• Provided data:
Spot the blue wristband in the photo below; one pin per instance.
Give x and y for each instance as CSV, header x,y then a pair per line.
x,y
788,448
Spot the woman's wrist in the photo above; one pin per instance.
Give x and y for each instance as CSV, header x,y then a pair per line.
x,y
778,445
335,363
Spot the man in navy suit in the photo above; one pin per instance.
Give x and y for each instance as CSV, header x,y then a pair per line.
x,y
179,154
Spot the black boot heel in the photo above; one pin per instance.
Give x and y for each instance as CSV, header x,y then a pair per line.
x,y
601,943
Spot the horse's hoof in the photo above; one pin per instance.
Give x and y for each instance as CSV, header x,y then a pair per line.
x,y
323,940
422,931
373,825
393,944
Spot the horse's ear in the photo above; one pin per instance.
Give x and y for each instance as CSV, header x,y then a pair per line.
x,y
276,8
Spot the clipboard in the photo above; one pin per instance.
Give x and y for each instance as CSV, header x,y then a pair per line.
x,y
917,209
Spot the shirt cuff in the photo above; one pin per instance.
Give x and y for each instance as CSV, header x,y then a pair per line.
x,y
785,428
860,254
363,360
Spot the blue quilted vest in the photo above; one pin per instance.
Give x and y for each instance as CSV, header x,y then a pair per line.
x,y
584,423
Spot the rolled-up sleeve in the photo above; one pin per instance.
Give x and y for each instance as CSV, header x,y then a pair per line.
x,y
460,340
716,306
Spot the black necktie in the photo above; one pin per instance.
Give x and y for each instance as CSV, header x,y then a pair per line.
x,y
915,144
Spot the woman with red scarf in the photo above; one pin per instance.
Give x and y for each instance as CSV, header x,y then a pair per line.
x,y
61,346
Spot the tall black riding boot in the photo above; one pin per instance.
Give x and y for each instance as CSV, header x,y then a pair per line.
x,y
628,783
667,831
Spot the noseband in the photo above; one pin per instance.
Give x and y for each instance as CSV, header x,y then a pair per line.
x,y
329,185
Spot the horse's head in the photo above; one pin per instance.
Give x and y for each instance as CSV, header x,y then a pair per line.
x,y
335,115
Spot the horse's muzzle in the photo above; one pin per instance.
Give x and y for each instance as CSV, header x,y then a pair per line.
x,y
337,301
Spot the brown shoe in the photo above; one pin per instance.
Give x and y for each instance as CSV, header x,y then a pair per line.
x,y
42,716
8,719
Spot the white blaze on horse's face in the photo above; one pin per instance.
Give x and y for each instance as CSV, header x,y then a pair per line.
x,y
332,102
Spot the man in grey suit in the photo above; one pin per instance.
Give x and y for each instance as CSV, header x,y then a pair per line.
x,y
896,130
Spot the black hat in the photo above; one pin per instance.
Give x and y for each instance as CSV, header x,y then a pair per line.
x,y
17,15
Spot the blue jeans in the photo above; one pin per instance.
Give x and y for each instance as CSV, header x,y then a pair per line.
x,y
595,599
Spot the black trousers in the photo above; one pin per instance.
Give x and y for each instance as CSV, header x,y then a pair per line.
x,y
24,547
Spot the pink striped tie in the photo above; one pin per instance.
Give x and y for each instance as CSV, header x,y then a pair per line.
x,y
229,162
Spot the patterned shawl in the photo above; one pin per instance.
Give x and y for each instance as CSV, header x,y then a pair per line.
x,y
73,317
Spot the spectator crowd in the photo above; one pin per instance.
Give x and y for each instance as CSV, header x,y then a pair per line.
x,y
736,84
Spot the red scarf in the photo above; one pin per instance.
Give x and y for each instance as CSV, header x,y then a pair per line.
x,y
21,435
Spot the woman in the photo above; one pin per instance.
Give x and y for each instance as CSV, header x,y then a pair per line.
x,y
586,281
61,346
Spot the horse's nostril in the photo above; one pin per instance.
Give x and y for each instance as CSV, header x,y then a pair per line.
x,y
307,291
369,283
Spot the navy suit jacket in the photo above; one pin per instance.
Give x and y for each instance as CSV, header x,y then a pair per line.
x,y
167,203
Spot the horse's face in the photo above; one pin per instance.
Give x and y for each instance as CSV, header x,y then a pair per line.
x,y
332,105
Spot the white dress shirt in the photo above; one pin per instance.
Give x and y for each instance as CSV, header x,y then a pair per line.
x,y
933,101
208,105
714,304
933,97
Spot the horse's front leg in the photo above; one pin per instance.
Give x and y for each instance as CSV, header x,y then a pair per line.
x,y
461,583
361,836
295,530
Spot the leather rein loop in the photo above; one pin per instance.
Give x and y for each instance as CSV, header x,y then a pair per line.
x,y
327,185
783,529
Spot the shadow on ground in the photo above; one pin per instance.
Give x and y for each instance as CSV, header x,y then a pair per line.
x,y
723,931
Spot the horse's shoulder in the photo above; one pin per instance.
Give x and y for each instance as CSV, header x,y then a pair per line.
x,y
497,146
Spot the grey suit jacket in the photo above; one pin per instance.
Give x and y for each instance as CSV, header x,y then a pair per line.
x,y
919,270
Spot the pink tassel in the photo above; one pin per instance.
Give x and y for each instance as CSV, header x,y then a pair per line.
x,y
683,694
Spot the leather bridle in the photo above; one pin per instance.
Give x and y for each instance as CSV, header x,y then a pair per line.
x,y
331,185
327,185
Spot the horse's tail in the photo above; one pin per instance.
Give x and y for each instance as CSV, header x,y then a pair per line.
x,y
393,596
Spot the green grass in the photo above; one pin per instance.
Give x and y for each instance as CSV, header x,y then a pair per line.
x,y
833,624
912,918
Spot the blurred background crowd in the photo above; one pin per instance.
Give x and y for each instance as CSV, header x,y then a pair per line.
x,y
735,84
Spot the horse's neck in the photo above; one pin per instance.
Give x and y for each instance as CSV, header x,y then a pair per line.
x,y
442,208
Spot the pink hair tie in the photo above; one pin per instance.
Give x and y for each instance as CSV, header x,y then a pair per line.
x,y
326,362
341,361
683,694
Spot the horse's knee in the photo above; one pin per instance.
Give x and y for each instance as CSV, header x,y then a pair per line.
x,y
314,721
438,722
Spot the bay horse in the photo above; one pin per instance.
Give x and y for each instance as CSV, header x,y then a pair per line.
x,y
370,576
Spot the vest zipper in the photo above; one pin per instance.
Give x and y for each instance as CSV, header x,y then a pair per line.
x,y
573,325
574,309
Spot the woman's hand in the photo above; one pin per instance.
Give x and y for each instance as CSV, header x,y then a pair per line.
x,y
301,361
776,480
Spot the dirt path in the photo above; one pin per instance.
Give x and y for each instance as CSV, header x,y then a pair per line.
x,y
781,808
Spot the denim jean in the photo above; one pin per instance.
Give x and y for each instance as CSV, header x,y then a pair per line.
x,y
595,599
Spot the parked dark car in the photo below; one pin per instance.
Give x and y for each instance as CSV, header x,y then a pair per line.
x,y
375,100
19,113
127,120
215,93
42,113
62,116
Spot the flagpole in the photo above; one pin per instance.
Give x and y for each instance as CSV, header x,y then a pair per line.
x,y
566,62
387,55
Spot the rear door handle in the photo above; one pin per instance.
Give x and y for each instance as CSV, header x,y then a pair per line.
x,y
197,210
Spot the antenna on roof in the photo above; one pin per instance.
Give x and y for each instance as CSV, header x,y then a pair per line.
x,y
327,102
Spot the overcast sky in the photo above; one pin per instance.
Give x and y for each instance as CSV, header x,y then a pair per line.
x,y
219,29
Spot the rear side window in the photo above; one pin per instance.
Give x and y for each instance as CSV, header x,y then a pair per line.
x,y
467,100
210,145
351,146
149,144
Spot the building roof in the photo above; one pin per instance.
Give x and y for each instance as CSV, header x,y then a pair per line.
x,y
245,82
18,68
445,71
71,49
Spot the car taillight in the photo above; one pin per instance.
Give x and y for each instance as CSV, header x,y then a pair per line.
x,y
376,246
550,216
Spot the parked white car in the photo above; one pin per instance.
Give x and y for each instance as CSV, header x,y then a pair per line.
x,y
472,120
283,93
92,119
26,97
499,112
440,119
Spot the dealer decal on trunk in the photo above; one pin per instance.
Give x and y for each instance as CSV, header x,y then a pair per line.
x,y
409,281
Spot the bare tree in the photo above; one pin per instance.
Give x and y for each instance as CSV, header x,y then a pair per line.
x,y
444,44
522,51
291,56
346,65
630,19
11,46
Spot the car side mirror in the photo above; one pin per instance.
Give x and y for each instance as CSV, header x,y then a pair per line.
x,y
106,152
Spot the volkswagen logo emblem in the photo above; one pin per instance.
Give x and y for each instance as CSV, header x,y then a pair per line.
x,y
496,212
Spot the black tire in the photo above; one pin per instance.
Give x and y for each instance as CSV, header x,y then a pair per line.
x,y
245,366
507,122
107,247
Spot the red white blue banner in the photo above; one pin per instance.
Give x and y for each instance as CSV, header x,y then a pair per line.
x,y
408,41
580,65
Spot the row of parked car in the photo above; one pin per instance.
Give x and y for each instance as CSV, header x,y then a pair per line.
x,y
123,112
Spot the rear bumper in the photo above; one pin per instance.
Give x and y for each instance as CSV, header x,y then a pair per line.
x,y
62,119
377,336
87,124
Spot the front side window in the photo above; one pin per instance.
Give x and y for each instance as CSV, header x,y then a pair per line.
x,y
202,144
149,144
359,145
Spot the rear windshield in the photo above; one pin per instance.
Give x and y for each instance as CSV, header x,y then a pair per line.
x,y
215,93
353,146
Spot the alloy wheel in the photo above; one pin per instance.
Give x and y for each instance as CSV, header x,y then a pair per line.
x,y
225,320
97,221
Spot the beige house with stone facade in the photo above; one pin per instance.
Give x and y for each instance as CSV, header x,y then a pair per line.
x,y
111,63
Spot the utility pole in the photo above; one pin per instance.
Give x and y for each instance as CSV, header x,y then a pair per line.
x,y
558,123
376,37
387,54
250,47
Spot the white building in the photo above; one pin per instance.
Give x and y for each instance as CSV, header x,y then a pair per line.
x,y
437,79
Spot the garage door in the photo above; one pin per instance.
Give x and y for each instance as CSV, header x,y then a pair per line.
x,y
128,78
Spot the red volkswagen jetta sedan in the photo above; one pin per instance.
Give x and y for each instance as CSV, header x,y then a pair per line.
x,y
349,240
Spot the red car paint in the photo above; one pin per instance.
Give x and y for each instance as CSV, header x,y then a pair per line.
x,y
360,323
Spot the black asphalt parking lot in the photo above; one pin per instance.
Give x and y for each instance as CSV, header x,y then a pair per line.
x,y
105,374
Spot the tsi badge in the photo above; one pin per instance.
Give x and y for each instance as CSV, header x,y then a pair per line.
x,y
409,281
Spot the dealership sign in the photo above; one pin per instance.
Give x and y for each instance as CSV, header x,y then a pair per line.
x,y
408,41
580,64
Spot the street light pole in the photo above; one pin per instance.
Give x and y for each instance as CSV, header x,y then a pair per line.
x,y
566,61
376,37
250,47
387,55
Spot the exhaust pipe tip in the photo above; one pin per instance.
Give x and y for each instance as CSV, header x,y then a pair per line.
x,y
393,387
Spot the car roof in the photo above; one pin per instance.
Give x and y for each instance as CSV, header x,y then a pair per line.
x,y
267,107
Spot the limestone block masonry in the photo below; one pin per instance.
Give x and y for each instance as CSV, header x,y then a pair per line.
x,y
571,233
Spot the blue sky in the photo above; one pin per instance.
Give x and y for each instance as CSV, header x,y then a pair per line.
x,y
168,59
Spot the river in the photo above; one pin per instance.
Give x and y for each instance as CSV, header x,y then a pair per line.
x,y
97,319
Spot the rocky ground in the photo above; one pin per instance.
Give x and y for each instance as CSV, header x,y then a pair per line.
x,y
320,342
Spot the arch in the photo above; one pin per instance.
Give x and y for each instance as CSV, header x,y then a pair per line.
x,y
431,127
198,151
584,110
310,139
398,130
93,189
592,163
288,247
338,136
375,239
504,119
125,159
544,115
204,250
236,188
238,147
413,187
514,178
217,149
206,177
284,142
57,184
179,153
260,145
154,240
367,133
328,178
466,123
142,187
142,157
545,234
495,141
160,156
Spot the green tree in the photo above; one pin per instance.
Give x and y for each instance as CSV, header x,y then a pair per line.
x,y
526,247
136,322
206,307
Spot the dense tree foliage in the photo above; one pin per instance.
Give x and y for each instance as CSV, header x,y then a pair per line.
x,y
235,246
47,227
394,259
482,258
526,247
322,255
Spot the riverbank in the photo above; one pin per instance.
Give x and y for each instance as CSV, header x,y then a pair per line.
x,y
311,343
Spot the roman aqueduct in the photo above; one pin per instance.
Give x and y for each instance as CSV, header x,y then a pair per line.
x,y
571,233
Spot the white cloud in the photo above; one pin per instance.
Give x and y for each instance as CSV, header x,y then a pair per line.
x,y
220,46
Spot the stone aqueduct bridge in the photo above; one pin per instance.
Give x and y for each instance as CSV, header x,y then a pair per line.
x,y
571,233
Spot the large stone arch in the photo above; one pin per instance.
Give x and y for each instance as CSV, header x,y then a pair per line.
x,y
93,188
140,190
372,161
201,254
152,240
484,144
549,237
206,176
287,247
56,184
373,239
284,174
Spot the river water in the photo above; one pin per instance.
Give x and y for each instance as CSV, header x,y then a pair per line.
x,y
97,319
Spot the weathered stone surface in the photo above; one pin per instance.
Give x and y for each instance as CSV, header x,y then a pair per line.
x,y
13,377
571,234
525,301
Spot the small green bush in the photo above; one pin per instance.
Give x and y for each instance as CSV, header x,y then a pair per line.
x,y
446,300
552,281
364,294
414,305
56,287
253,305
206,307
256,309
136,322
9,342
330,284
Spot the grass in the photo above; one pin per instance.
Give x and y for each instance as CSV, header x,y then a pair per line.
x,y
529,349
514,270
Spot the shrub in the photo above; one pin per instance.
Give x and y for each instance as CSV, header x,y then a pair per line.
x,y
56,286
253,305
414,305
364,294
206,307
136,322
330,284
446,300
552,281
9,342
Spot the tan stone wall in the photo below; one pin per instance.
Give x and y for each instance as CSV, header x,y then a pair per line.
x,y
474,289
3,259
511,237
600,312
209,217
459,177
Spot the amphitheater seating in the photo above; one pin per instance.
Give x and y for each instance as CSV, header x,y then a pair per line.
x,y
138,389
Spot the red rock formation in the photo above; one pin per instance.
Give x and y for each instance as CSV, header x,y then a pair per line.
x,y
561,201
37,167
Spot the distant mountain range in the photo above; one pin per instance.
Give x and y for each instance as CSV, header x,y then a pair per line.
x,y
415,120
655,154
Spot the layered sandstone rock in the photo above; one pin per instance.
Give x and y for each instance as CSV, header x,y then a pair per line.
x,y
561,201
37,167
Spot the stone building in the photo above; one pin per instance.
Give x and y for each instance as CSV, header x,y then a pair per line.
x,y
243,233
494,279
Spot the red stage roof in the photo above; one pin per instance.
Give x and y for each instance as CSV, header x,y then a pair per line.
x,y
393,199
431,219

• What you will do: Line by line, check the material above for the word "below", then give the number of lines that hold it and nothing else.

• Solution to this exercise: 4